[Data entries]
──────────

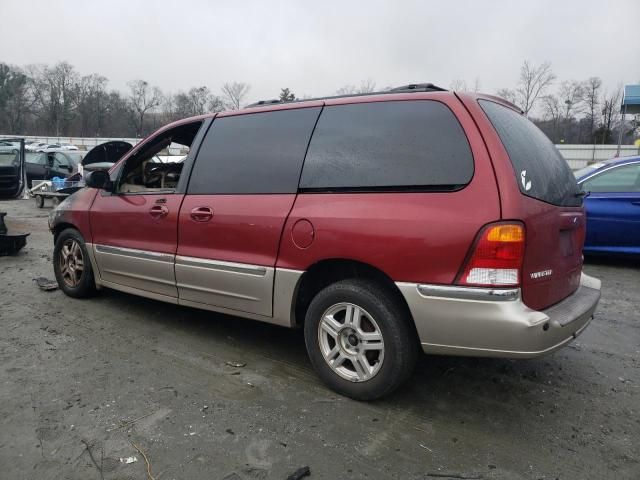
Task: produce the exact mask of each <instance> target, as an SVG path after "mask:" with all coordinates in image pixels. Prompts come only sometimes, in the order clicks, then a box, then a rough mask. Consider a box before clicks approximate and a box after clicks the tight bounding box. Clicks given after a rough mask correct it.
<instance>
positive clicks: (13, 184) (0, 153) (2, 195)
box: [0, 138, 26, 198]
mask: <svg viewBox="0 0 640 480" xmlns="http://www.w3.org/2000/svg"><path fill="white" fill-rule="evenodd" d="M0 143H2V145H0V146H1V147H3V148H0V198H16V197H18V196H19V195H20V194H22V193H23V191H24V188H25V187H26V166H25V162H24V147H23V145H24V140H23V139H21V138H16V139H4V140H3V141H2V142H0Z"/></svg>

──────────

- _Problem statement_:
Show every line of the records above that contains the word "instance".

- _Answer box_:
Task: produce the exact mask of each <instance> target, as an SVG path after "mask:" with all coordinates in image pixels. Prompts come only sometimes, in the order clicks, then a box, then a rough mask. Consider a box before clicks approximate and a box after clicks the tight bounding box. Clicks given after a rough mask correct it.
<instance>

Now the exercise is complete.